[Region labeling records]
◇ ◇ ◇ ◇

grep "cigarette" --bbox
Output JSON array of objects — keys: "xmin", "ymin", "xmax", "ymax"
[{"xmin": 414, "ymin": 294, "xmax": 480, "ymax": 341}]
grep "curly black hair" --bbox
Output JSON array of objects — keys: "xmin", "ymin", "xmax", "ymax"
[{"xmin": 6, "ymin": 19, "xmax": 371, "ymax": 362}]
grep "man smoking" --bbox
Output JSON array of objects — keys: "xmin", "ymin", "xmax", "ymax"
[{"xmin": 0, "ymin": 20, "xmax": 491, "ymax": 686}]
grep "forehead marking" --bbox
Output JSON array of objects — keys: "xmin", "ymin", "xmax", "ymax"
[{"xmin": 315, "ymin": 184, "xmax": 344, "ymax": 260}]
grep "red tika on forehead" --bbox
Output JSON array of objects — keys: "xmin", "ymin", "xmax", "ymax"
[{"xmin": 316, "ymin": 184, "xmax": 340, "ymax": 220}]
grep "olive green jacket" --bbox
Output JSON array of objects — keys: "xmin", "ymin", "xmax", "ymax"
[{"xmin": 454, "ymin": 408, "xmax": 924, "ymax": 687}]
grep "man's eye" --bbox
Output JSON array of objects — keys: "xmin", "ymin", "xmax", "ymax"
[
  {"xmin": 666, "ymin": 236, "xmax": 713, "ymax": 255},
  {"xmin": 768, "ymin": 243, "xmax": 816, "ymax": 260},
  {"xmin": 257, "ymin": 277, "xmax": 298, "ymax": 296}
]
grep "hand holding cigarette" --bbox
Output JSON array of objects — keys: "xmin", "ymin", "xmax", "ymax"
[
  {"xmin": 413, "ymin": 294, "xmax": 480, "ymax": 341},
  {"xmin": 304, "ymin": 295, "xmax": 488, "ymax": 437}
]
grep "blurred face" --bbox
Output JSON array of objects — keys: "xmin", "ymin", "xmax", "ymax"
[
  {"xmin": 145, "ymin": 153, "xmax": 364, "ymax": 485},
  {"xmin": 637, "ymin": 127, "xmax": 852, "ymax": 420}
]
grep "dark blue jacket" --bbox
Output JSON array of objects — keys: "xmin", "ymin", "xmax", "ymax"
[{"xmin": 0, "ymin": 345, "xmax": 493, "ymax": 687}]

◇ ◇ ◇ ◇

What the task asks
How many lines in the entries above contain the string "bbox"? Reply with the number alone.

Completed exercise
10